Copy out the listing that follows exactly, dropping every picture.

◆ **Data entries**
_ _ _ _ _ _ _

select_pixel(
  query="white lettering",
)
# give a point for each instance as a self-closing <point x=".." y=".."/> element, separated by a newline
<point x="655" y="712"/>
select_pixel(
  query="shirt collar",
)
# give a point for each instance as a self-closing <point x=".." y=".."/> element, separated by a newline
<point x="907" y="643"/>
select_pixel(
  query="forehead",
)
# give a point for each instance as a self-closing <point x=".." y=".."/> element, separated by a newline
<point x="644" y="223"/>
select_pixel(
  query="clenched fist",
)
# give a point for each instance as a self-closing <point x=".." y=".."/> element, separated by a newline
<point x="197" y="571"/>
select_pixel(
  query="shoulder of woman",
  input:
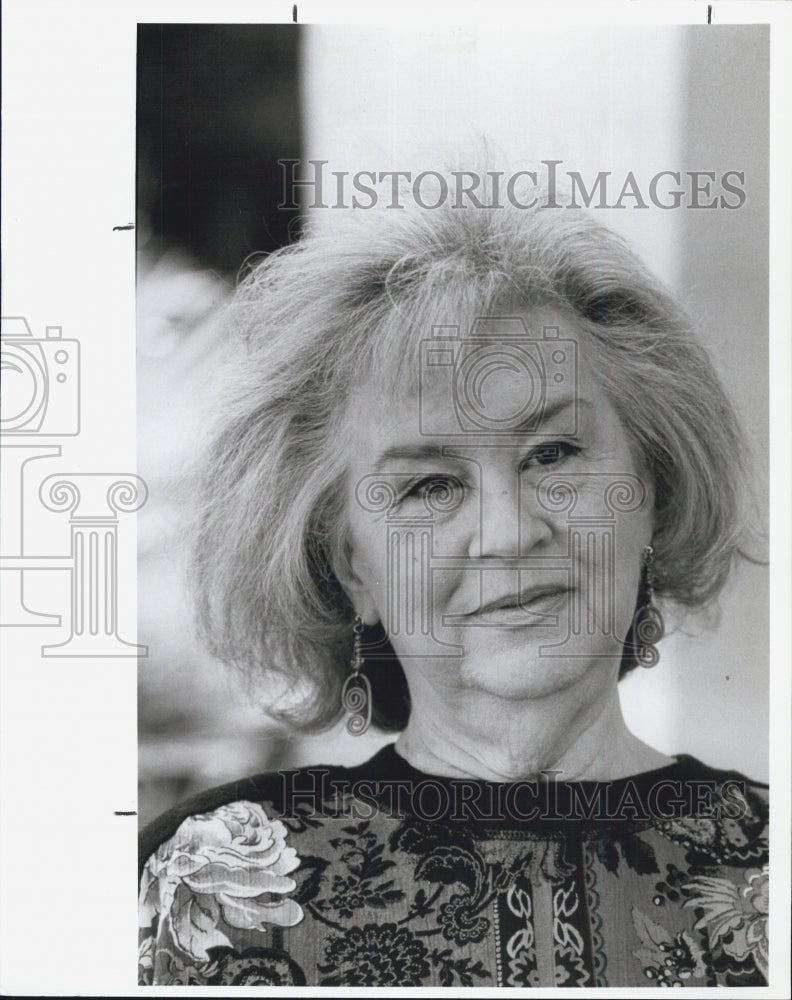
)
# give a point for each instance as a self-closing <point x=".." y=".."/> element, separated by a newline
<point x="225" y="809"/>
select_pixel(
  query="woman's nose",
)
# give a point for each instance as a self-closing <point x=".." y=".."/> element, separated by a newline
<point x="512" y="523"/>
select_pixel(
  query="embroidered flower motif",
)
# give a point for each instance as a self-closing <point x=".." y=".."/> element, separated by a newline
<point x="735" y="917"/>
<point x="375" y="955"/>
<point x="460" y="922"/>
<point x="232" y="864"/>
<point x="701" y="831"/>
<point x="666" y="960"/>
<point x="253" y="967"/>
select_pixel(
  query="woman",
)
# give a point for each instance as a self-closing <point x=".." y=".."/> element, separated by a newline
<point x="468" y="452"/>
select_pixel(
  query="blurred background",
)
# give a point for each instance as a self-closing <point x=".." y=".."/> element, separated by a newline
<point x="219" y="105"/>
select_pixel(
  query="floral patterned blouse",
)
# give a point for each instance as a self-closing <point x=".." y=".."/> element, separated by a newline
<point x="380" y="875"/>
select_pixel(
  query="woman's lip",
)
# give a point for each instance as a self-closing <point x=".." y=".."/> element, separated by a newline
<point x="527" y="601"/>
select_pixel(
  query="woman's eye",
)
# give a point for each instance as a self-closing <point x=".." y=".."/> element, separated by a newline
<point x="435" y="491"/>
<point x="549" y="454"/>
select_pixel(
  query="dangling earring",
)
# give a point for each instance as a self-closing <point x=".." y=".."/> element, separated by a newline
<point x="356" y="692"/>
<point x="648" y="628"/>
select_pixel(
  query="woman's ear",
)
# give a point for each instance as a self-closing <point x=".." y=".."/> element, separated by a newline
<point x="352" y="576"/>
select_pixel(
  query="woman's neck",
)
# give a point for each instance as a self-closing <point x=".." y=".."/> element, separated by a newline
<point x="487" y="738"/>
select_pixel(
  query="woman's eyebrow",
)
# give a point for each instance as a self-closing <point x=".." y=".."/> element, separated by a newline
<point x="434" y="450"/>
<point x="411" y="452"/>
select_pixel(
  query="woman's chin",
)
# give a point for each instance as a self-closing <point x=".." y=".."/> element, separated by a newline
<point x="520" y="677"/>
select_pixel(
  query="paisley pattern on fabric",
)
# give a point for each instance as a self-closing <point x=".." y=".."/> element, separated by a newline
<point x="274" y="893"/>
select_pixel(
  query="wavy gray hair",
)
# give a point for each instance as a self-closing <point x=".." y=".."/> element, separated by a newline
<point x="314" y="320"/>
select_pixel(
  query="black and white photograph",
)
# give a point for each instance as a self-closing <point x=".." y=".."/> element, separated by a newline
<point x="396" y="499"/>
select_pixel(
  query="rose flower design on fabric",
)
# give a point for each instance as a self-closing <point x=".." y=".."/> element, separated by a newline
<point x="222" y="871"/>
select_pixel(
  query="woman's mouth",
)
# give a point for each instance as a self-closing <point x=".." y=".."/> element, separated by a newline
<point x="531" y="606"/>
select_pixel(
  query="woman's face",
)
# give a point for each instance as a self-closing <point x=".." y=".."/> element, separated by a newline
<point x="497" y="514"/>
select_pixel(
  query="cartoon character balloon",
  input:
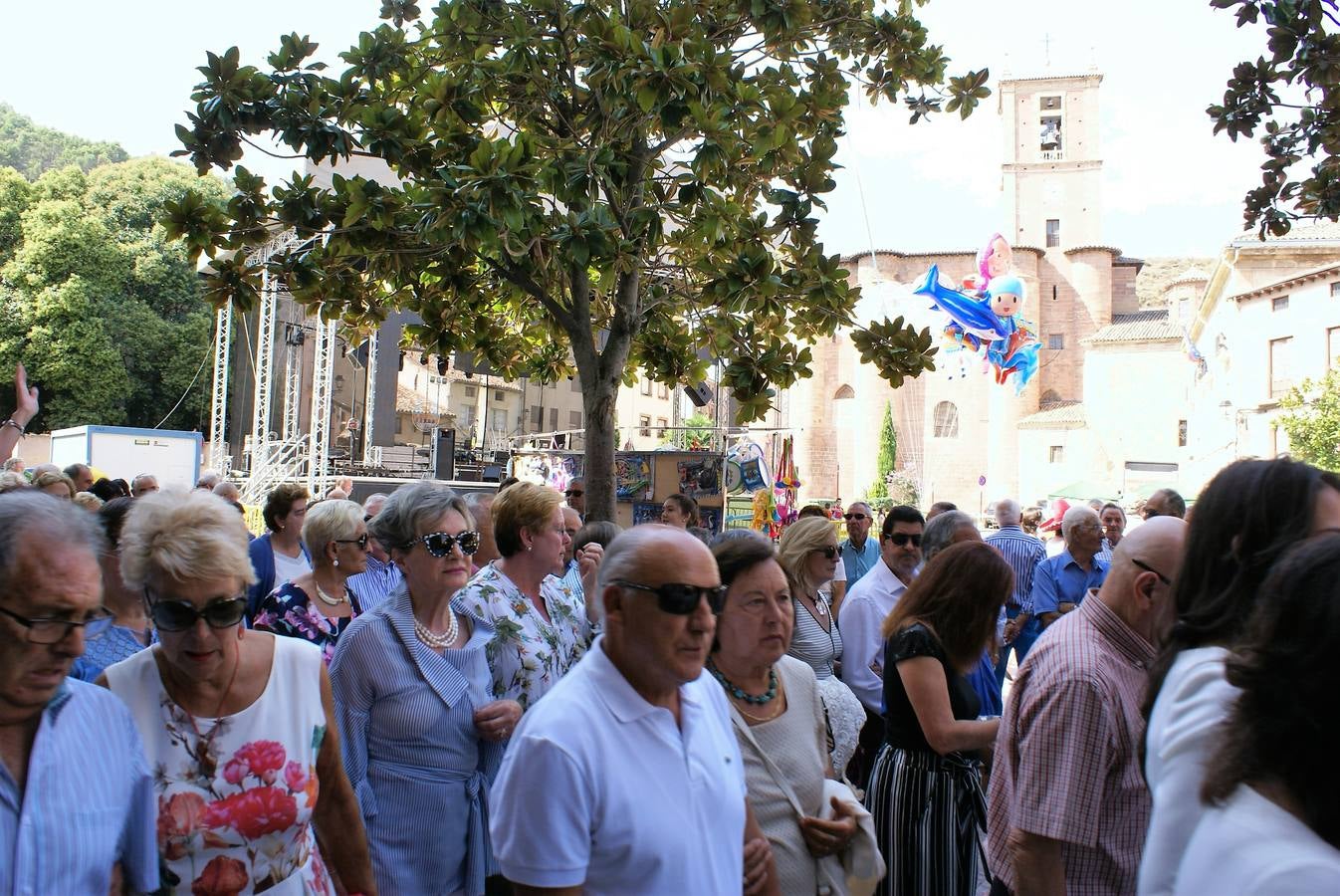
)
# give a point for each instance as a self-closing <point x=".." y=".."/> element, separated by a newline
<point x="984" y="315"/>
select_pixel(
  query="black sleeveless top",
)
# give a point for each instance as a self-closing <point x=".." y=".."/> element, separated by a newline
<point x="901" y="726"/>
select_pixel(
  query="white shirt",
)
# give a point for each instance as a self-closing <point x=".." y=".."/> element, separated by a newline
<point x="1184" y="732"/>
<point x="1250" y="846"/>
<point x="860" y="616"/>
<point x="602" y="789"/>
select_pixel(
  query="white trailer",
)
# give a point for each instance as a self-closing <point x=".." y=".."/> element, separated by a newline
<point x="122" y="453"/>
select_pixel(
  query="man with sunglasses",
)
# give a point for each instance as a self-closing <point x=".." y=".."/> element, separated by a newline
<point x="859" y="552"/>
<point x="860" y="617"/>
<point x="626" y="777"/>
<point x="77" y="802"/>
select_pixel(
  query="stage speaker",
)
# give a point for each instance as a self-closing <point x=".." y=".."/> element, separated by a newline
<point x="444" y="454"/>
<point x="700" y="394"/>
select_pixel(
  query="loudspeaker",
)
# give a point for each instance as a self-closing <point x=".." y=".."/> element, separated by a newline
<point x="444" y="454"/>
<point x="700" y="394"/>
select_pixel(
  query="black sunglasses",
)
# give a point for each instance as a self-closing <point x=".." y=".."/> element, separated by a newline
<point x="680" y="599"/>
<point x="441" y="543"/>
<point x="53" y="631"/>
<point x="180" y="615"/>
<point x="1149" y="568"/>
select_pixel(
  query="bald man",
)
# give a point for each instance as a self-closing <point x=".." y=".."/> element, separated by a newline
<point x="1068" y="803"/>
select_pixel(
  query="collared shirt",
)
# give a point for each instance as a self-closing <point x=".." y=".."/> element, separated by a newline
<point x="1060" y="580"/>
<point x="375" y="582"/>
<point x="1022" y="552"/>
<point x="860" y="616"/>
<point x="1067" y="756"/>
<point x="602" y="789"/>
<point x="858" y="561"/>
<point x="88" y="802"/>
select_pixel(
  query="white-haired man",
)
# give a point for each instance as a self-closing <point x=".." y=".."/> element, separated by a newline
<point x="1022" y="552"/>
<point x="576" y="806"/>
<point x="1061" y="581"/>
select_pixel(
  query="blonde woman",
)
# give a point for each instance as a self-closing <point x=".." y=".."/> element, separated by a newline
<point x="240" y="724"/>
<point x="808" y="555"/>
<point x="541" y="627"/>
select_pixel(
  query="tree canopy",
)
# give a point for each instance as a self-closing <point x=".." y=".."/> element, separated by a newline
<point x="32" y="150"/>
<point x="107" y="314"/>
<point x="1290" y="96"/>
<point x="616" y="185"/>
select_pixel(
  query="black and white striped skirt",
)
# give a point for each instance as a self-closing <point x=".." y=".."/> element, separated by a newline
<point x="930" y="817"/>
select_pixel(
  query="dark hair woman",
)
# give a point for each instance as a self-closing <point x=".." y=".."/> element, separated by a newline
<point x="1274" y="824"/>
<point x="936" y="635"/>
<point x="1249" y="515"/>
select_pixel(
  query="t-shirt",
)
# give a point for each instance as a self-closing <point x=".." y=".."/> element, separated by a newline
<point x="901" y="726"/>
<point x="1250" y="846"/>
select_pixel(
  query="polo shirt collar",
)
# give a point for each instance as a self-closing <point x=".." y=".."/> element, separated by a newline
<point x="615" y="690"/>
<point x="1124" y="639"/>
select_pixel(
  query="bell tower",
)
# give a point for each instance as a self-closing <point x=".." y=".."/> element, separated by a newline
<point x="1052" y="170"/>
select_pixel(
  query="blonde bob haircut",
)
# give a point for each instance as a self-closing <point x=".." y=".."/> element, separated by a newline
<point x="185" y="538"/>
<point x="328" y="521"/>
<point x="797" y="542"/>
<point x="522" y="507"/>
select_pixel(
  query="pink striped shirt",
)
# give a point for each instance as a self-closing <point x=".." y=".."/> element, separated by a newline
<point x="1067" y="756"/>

_ _ _ _ _ _ _

◆ **The response**
select_pixel(
  query="white lettering",
)
# give a point for each instance as a self-closing <point x=".." y=".."/> element, separated by a newline
<point x="655" y="712"/>
select_pixel(
  query="shirt collar",
)
# give a point for each instance as a self-closing <point x=".." y=".."/> element, separated by a newline
<point x="907" y="643"/>
select_pixel(
  query="forehead",
)
# give a point for each instance as a self-closing <point x=".." y=".."/> element, separated by a newline
<point x="644" y="223"/>
select_pixel(
  query="clenched fist",
)
# give a point for each instance as a self-closing <point x=".." y=".."/> element, separated by a newline
<point x="197" y="571"/>
select_pixel(
  query="shoulder of woman",
  input:
)
# give a point for each instance as a self-closing <point x=".." y=".."/> element, separated by a newline
<point x="225" y="809"/>
select_pixel(
  query="woman's nose",
)
# give a point for each instance as a self-closing <point x=".." y=".."/> element, separated by a newline
<point x="512" y="523"/>
select_pixel(
  query="embroidered flower motif",
)
# give a point for each instance as a self-closing <point x=".." y=".."/> element, separated by a newline
<point x="735" y="917"/>
<point x="375" y="955"/>
<point x="460" y="922"/>
<point x="232" y="864"/>
<point x="701" y="831"/>
<point x="666" y="960"/>
<point x="253" y="967"/>
select_pixel(
  query="woman",
)
# give a point for each instance as a self-closing <point x=".." y=".."/> element, separated by a newline
<point x="468" y="452"/>
select_pixel(
  query="blurred background",
)
# give a point for each instance as a self-closing <point x=".." y=".."/> element, separated by a newline
<point x="219" y="105"/>
select_pixel(
  query="floral patterned blouse",
)
# give a point for each instance as a self-closing <point x=".." y=".."/> element, separated by a newline
<point x="380" y="875"/>
select_pixel(
  query="woman's lip",
)
# give a point for each instance as a self-closing <point x=".." y=".."/> element, separated by a newline
<point x="527" y="601"/>
select_pixel(
  query="woman's eye",
)
# give a point for each instance as a self-closing <point x=".." y=".."/> element, separated by a newline
<point x="435" y="491"/>
<point x="549" y="454"/>
select_pixel(
  query="dangling earring",
)
# give a point for each instance as a self-closing <point x=".." y=".."/> element, separated by a newline
<point x="356" y="692"/>
<point x="648" y="628"/>
select_pixel(
  query="woman's ear",
)
# give a point for each instance as a self-closing <point x=".." y=".."/> element, separated by a newline
<point x="352" y="576"/>
select_pixel(
  query="woman's neck",
)
# give a point for each instance as a self-closing <point x=".." y=".."/> element, separated by a newline
<point x="487" y="738"/>
select_pixel(
  query="woman's eyebrow",
)
# give a point for each instance as a self-closing <point x=".." y=".."/> element, separated by a newline
<point x="434" y="450"/>
<point x="411" y="452"/>
select_pixel(
  query="woman's chin",
)
# give a point for each instance as a self-closing <point x=".." y=".."/> element, separated by a newline
<point x="520" y="677"/>
select_pixel(
  query="paisley pattern on fabric",
)
# give a point for each instance as a self-closing <point x=".." y=".."/> element, separated by a newline
<point x="274" y="893"/>
select_pixel(
  query="wavy gray hair",
)
# give a point for each instance as a self-closing <point x=".." y=".."/> element, separated by a newline
<point x="314" y="320"/>
select_pixel(
  query="black and white photograph",
)
# give a point for each instance as a self-closing <point x=".." y=".."/> element, separated by a newline
<point x="396" y="499"/>
select_pixel(
  query="rose flower design on fabric",
)
# give a point for each instance as a self-closing <point x=".." y=".."/> element, separated by a newline
<point x="222" y="871"/>
select_pixel(
  query="woman's mouth",
)
# give a point for each instance as a self-closing <point x=".." y=".."/> element, separated by a newline
<point x="531" y="606"/>
select_pixel(
  query="woman's face",
)
# give a point for each instance as a self-closing <point x=".." y=".."/> element, separated by a newline
<point x="497" y="514"/>
select_pixel(
  query="cartoon character balloon",
  input:
)
# give a point for each instance as a self-closing <point x=".." y=".."/> element, separated by a newline
<point x="984" y="315"/>
select_pixel(
  query="black sleeveless top",
)
# give a point for each instance as a self-closing <point x=".." y=".."/> element, separated by a newline
<point x="901" y="726"/>
select_pixel(
  query="white shirt",
)
# give a point for each instance as a self-closing <point x=".." y=".."/> element, separated by a newline
<point x="1184" y="732"/>
<point x="1250" y="846"/>
<point x="860" y="616"/>
<point x="602" y="789"/>
select_pixel(
  query="white trailer",
)
# give a point for each instance as a self-closing <point x=".." y=".."/> element, separated by a newline
<point x="122" y="453"/>
select_pixel(
  query="man with sunglasses",
)
# give a point for each instance as a self-closing <point x=".." y=".."/> element, separated by a newline
<point x="859" y="552"/>
<point x="860" y="617"/>
<point x="626" y="777"/>
<point x="77" y="802"/>
select_pixel(
  query="stage speaker",
)
# give a point for each instance as a self-closing <point x=".." y=".."/> element, separated by a newline
<point x="444" y="454"/>
<point x="700" y="394"/>
select_pixel(
  query="loudspeaker",
)
# give a point for each instance as a self-closing <point x=".." y=".."/> element, separated by a newline
<point x="444" y="454"/>
<point x="700" y="394"/>
select_pixel(
  query="black sunglasses",
)
# give a point for each instance as a self-closing <point x=".." y=".."/> element, separated by a newline
<point x="680" y="599"/>
<point x="441" y="543"/>
<point x="53" y="631"/>
<point x="180" y="615"/>
<point x="1149" y="568"/>
select_pixel(
  query="bald man",
)
# give a point for each instance as a self-closing <point x=".." y=".."/> element, separated by a newline
<point x="1068" y="803"/>
select_pixel(
  query="collared shirt",
)
# give a point for each instance as a self-closing <point x=".." y=".."/> element, separated by a newline
<point x="1060" y="580"/>
<point x="375" y="582"/>
<point x="1022" y="552"/>
<point x="860" y="616"/>
<point x="1067" y="756"/>
<point x="602" y="789"/>
<point x="858" y="561"/>
<point x="88" y="802"/>
select_pixel(
  query="white-haired man",
)
# give a point for each instance as a self-closing <point x=".." y=".."/> element, separated by a newline
<point x="1022" y="552"/>
<point x="576" y="806"/>
<point x="1061" y="581"/>
select_pixel(
  query="blonde woman",
)
# give a point for each instance as a self-closing <point x=".." y=".."/> element, separated by a newline
<point x="240" y="724"/>
<point x="808" y="555"/>
<point x="541" y="627"/>
select_pixel(
  query="tree canopy",
)
# give a point for each instance as a self-closing <point x=".." y=".."/> element, separated by a newline
<point x="32" y="150"/>
<point x="107" y="314"/>
<point x="1290" y="96"/>
<point x="616" y="185"/>
select_pixel(
  query="black and white striped skirt",
)
# give a point for each instance as a self-closing <point x=".." y=".."/> element, separated by a newline
<point x="930" y="817"/>
select_pixel(
  query="dark hair woman",
)
# give a point for each instance as a self-closing <point x=".." y=".."/> element, separated by a newline
<point x="1274" y="824"/>
<point x="936" y="635"/>
<point x="1249" y="515"/>
select_pixel(
  query="t-shirt",
)
# give a point for each instance as a self-closing <point x=".." y=".."/> element, separated by a newline
<point x="901" y="726"/>
<point x="1250" y="846"/>
select_pixel(
  query="polo shirt collar",
)
# give a point for each instance as a self-closing <point x=".." y=".."/> element, separated by a newline
<point x="615" y="690"/>
<point x="1124" y="639"/>
select_pixel(
  query="bell tower",
)
# give a point for each instance as a self-closing <point x=".." y=".."/> element, separated by a newline
<point x="1052" y="170"/>
select_pixel(
  query="blonde bob haircut",
)
# give a point for each instance as a self-closing <point x=".." y=".."/> element, separated by a newline
<point x="185" y="538"/>
<point x="328" y="521"/>
<point x="797" y="542"/>
<point x="522" y="507"/>
select_pixel(
  query="pink striped shirt",
)
# give a point for each instance as a self-closing <point x=".." y=".."/> element, separated by a newline
<point x="1067" y="756"/>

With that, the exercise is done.